What you should do — In the Aeroplan comments, quote the passage from "This was the" to "to you, Matt.".
(Extracted text begins)

15 Comments

  1. I know it is part of their job but these marketing executives really take the cake when it comes to saying a lot but saying nothing really. specific. Can you tell us what do you mean by “More airlines?” and he just responds with “there will be more of them”.

  2. Aeroplan lost Esso…while pc optimum has now a grocery chain,pharmacy and Esso. If all was so rosy Esso would have stayed but people are ditching the credit cards and abandoning aeroplan which was only 5 years ago one of the best.

    The interview is a lot of fluff without any specifics…like there’s going to be more choices while not mentioning they are losing air canada the 1 airline that was the base for aeroplan.

    More airline means they will just give us a cents value/point and we can put it towards most airlines..problem is there’s no value in it…If I need 125k aeroplan points to buy a ticket and worst we have uncertainty in what will happen while less places give aeroplan miles..it’s all bad news when you remove all the smoke and mirrors!

    1. Thanks for sharing your thoughts pauly. Definitely some frustration on how things are playing out. Still hoping for the best as they release more concrete details!

  3. Keep the faith! A lot can happen between now and June 2020. While the answers are given like a politician, we can’t expect them to give extra information that already isn’t out there. I have faith I will get reasonable value from Aeroplan. Why isn’t anyone concerned with what Air Canada’s new program will “offer” us?
    Thanks to Aeroplan, I’m flying a $1,200 ticket for $71 and 25,000 points later this week. I’ve always liked Aeroplan and have done quite well through it, and hopefully it doesn’t change after Air Canada’s departure.

    1. True there is still time. Maybe they could have waited till they had more details to make more announcements!

  4. While I also hope for a positive outcome in 2020, when a rewards program says “redeem miles on any available seat”, one can only worry that there has to be a catch, as this sounds too good to be true and makes me wonder how they are going to make money from this model.
    Maybe the award chart will get devalued big time, or maybe the “surcharges” will spike up to the sky.
    I really hope my concern is going to be proved wrong.

  5. A perspective:

    “Our core focus will remain the same – ensuring that our members achieve their travel plans faster than with any travel rewards program in Canada.”

    This was the concept behind Rocket Miles on line travel agency and I think they are not as big as they had once hoped to be. I hope Aeroplan has a better plan execution than they do!

  6. Yes unfortunately the answers didn’t tell us anything that we didn’t know, but that’s no fault to you, Matt.

    Either 2 things will happen with booking award flights:
    1) They will simply apply a cash per point basis, like Westjet, where 25,000 points gets you $X.XX off a normal flight, most likely $0.01 per point.
(Extracted text ends)
(Provided material begins)
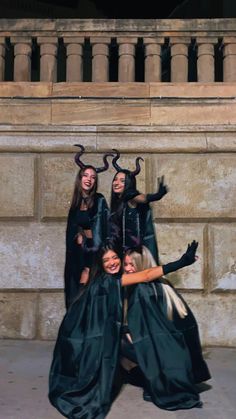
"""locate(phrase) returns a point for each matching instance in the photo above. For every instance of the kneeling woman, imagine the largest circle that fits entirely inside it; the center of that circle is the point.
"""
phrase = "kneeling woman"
(87, 351)
(157, 309)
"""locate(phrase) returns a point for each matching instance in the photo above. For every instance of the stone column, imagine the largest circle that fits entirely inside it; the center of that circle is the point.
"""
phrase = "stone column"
(74, 58)
(48, 58)
(100, 60)
(153, 59)
(22, 58)
(2, 58)
(126, 69)
(179, 59)
(206, 60)
(229, 64)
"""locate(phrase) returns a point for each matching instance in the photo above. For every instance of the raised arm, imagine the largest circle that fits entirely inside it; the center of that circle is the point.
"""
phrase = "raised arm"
(188, 258)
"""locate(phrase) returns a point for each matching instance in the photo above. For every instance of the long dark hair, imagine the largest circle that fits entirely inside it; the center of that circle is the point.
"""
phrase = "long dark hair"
(77, 194)
(117, 201)
(97, 265)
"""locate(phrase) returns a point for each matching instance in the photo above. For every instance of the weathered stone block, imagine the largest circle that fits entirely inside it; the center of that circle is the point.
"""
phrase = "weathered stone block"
(Provided material ends)
Response to the exercise —
This was the concept behind Rocket Miles on line travel agency and I think they are not as big as they had once hoped to be. I hope Aeroplan has a better plan execution than they do!

  6. Yes unfortunately the answers didn’t tell us anything that we didn’t know, but that’s no fault to you, Matt.